▶ **What the exercise asks**
Answer these questions using the commit notice:
1. What number is the pull request that this commit closes?
2. Who is named as the committer?
3. How many files did the commit change?
-- Article start --
You are viewing a plain text version of this content. The canonical link for it is here.
Posted to commits@reef.apache.org by we...@apache.org on 2016/07/15 21:13:09 UTC

reef git commit: [REEF-1183] Enable KMeans .NET tests

Repository: reef
Updated Branches:
  refs/heads/master d0b675238 -> 83e5e8667


[REEF-1183] Enable KMeans .NET tests

This addressed the issue by
  * removing dependency on an obsolete file
  * adding code for on-the-fly input file generaton
  * fixing KMeans tests to generate an input file before running and take it as input
  * fix bug by removing default value for DataPartitionCache.PartitionIndex
  * fix bug of requesting only one evaluator
  * fix bug of miscalculating partial means in algorithm
  * fix bug of using CodecConfiguration instead of CodecToStreamingCodecConfiguration

JIRA:
  [REEF-1183](https://issues.apache.org/jira/browse/REEF-1183)

Pull Request:
  This closes #1053


Project: http://git-wip-us.apache.org/repos/asf/reef/repo
Commit: http://git-wip-us.apache.org/repos/asf/reef/commit/83e5e866
Tree: http://git-wip-us.apache.org/repos/asf/reef/tree/83e5e866
Diff: http://git-wip-us.apache.org/repos/asf/reef/diff/83e5e866

Branch: refs/heads/master
Commit: 83e5e8667320b133ca75e1763627f18af28307b7
Parents: d0b6752
Author: Jason (Joo Seong) Jeong <cu...@gmail.com>
Authored: Wed Jun 22 18:14:52 2016 -0700
Committer: Markus Weimer <we...@apache.org>
Committed: Fri Jul 15 14:11:43 2016 -0700

----------------------------------------------------------------------
 .../KMeans/DataPartitionCache.cs                |  2 +-
 .../KMeans/KMeansDriverHandlers.cs              | 12 ++--
 .../MachineLearning/KMeans/KMeansMasterTask.cs  |  3 +-
 .../MachineLearning/KMeans/PartialMean.cs       | 11 ++-
 .../Functional/ML/KMeans/TestKMeans.cs          | 72 ++++++++++++++------
 5 files changed, 70 insertions(+), 30 deletions(-)
-- Article end --
-- Data listing start --
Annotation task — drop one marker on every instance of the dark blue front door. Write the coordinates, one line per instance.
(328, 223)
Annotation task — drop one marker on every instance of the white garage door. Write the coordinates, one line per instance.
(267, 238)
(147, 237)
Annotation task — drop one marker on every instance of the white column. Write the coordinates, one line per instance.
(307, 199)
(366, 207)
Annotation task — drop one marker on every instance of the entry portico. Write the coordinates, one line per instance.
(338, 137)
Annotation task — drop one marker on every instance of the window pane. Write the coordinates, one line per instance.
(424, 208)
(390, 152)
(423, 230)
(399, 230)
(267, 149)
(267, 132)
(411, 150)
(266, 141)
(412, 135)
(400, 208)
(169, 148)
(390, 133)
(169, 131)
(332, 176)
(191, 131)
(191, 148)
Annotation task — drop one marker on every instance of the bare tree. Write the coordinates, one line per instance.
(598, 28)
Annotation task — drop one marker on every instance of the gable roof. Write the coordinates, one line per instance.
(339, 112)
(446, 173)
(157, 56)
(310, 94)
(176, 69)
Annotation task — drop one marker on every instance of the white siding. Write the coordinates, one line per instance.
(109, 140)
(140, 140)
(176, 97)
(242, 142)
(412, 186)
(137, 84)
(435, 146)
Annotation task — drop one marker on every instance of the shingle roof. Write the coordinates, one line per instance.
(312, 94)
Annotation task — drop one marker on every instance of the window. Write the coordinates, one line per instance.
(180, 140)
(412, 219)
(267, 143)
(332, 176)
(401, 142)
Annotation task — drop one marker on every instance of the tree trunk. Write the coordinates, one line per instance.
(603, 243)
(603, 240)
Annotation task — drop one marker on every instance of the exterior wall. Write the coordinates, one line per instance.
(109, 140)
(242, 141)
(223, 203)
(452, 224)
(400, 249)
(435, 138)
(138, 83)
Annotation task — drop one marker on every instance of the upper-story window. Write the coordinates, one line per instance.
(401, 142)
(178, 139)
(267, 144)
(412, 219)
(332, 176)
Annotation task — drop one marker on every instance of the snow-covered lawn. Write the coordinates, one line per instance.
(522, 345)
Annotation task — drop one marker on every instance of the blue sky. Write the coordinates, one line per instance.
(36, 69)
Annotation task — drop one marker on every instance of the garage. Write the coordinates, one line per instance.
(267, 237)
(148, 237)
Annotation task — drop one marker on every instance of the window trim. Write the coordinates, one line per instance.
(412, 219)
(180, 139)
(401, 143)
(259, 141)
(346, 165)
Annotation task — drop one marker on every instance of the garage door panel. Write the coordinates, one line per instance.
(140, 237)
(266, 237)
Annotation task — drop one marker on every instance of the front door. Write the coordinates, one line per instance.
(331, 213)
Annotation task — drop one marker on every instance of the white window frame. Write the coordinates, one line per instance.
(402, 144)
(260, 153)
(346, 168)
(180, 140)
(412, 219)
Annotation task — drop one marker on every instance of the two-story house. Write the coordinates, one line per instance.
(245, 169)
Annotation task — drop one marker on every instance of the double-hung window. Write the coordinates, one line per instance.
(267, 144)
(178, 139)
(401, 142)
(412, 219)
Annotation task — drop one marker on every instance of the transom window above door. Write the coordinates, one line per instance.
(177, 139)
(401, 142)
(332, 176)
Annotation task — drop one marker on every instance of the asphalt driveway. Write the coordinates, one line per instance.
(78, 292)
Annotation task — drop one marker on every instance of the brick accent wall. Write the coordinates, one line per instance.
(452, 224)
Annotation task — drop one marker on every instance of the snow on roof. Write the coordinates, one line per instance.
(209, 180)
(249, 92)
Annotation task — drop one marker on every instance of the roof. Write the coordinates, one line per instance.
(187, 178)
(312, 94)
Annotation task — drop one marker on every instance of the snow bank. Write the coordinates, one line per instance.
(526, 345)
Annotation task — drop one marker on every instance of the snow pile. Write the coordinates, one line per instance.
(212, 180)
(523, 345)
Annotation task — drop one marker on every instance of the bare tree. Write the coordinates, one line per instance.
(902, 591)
-- Data listing end --
-- Data listing start --
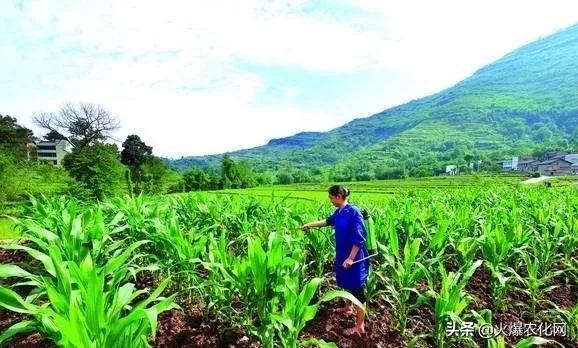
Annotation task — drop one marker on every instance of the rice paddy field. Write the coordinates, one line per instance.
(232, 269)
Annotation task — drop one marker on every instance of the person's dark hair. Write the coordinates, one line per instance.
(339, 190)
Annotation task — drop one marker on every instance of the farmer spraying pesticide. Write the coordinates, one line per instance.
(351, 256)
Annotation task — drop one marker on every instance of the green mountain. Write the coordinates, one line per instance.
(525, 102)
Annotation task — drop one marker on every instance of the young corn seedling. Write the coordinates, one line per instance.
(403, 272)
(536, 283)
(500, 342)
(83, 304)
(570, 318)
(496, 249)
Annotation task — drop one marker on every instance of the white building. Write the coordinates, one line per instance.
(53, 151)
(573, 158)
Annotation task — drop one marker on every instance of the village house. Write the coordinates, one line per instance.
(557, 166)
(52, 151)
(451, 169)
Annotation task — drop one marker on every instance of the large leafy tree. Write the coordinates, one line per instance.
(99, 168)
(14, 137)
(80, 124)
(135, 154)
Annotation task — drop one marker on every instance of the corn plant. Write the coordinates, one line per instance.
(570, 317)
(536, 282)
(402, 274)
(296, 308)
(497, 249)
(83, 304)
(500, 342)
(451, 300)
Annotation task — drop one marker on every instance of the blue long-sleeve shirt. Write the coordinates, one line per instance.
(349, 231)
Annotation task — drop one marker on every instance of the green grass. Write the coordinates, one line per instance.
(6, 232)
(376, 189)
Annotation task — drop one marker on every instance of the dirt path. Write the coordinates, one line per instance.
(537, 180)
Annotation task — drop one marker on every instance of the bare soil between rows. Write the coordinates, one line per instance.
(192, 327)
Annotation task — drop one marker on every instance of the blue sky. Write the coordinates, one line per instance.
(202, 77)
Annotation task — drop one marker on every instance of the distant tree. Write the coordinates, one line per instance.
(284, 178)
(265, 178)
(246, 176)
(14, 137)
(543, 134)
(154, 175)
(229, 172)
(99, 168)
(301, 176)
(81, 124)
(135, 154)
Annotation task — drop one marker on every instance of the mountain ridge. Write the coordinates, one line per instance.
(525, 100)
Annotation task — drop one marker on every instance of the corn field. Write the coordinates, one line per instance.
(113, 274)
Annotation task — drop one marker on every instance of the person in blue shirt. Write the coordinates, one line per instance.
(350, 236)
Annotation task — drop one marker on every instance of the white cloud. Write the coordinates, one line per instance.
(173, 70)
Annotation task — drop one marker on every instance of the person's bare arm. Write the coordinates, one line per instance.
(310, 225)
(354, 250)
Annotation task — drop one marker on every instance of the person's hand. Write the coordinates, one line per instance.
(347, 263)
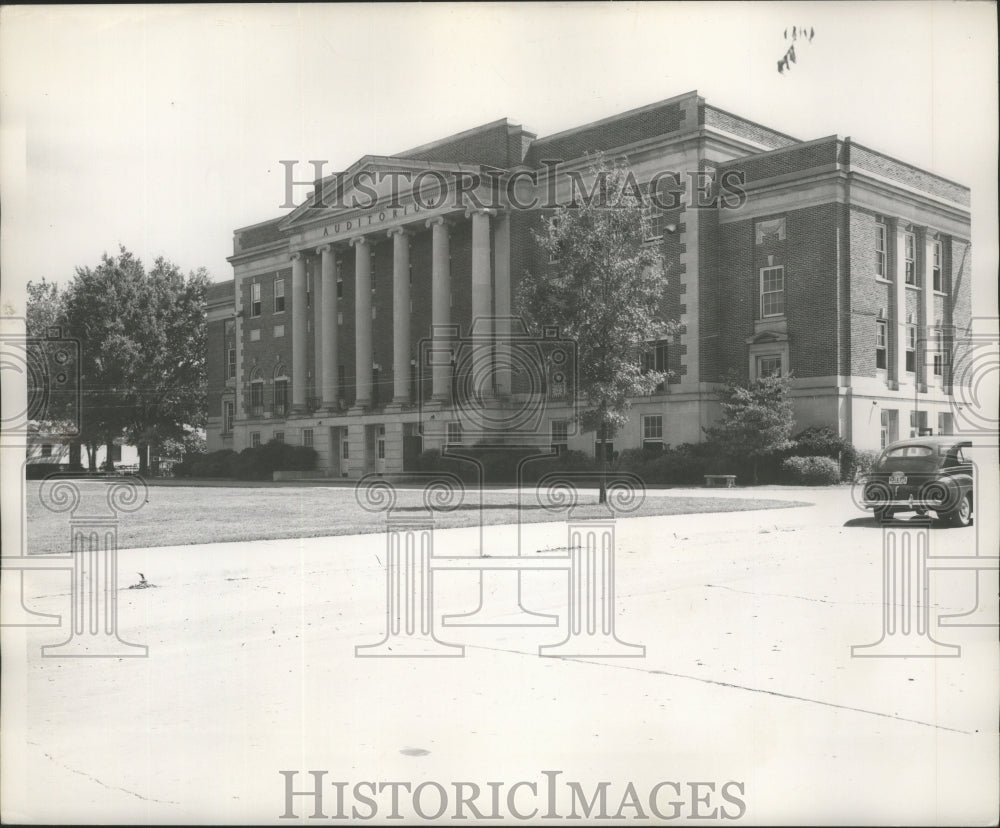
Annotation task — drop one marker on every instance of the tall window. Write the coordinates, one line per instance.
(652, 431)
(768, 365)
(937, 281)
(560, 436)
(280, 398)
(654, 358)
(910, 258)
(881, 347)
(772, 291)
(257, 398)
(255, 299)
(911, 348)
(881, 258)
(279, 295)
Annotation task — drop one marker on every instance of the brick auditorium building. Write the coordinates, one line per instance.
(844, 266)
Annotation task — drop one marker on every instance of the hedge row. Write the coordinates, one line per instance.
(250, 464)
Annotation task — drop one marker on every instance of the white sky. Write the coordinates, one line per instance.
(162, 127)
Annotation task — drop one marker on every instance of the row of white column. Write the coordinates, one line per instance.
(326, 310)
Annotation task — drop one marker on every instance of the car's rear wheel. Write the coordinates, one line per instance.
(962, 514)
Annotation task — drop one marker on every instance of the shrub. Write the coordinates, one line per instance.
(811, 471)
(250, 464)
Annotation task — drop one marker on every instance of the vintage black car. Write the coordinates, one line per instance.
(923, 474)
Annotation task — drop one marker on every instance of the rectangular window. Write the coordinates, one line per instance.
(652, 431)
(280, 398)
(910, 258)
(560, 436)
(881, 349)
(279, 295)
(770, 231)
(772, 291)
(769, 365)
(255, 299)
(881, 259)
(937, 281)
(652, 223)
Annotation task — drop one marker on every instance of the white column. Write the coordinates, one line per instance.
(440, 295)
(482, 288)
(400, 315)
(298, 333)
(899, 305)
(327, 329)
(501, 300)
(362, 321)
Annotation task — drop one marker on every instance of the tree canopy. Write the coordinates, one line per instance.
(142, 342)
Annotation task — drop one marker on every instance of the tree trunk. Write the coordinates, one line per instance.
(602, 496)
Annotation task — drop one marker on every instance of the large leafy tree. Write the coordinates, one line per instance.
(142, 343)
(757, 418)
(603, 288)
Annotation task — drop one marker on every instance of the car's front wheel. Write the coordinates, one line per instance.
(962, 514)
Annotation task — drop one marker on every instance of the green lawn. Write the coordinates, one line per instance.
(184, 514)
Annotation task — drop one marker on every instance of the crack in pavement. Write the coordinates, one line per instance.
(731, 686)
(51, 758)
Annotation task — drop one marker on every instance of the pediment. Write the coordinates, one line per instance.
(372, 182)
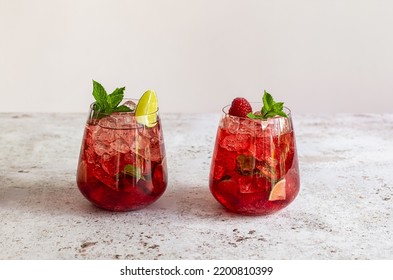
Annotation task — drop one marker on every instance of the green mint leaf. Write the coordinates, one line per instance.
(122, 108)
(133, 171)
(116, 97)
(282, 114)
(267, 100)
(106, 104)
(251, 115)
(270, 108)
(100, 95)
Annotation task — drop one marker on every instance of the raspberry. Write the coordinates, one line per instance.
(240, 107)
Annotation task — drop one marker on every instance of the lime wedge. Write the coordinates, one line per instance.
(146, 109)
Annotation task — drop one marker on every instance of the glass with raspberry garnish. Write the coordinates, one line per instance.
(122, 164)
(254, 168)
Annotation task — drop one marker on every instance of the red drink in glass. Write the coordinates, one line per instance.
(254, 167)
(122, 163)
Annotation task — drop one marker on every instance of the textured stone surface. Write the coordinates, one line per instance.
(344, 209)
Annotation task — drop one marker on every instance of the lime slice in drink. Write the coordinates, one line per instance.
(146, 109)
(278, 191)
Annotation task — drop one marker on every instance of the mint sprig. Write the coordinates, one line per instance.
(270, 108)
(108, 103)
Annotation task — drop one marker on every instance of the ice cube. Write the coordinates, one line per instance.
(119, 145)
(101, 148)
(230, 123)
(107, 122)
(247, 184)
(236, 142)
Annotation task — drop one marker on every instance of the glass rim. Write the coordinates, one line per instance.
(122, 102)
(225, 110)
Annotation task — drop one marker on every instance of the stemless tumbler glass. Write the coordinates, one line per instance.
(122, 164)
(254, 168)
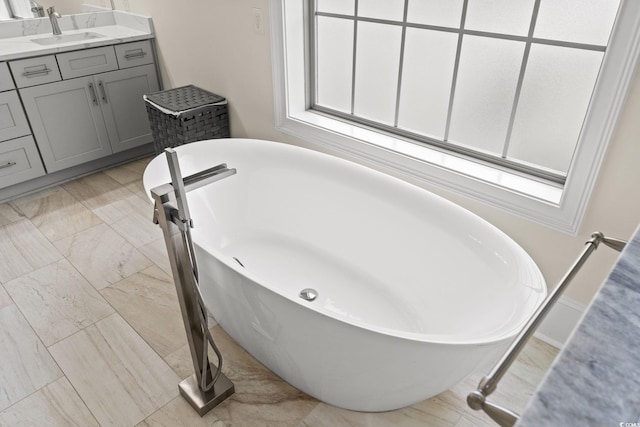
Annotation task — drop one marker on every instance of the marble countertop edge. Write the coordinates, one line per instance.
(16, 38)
-- Data listing end --
-- Data listing start --
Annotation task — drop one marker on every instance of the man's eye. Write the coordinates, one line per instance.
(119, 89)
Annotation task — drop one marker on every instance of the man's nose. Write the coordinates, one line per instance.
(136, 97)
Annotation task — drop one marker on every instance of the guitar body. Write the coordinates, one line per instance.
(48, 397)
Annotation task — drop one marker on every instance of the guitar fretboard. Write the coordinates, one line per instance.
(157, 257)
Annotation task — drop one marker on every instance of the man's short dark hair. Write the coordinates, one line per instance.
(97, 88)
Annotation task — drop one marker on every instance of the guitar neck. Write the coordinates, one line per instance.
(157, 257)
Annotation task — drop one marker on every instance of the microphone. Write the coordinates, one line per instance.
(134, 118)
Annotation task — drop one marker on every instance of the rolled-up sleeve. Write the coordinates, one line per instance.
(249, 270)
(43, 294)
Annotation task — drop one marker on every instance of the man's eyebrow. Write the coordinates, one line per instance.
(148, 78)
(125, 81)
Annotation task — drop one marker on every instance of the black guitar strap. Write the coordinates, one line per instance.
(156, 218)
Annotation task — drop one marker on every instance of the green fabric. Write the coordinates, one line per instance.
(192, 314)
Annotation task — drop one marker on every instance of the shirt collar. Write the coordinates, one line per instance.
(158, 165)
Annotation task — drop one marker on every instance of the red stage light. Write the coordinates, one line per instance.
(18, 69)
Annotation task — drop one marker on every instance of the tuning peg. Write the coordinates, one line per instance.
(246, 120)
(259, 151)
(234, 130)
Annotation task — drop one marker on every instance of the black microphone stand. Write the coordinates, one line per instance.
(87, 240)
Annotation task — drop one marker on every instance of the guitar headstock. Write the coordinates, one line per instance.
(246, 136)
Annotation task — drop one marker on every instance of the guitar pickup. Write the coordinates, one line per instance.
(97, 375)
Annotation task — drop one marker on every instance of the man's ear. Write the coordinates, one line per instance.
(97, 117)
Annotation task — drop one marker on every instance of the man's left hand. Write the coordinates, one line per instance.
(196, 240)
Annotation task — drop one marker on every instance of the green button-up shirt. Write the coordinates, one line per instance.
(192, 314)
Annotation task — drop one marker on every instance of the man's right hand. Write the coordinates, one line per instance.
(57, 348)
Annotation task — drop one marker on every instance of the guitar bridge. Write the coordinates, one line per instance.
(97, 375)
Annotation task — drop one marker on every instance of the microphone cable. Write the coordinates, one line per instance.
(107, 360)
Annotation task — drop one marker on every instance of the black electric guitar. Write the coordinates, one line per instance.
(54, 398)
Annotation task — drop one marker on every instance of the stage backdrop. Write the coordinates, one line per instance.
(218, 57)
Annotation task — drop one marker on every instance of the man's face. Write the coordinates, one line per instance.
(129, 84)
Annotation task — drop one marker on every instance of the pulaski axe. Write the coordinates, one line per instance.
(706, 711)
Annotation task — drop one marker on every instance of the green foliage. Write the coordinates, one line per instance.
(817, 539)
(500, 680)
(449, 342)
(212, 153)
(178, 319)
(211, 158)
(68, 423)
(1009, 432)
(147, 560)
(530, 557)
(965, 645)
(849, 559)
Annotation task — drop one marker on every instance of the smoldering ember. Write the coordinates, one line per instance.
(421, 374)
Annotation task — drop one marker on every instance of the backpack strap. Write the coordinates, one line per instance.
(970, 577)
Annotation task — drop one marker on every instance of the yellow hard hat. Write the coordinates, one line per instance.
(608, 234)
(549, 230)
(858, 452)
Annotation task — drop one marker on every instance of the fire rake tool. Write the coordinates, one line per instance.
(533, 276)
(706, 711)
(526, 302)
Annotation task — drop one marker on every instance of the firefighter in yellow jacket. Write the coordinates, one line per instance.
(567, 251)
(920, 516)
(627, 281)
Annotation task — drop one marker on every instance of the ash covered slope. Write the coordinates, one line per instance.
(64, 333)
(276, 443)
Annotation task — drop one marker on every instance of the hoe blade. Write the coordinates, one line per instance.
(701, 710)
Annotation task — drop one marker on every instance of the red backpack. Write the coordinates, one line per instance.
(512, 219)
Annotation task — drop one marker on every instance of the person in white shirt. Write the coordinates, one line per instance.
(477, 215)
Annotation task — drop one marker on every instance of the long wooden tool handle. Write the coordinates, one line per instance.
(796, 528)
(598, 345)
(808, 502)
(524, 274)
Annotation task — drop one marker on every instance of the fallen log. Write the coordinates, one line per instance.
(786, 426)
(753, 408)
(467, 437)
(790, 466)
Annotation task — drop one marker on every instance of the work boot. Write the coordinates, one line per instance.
-- Data listing end --
▶ **Expected output**
1. #1053
2. Markus Weimer
3. 5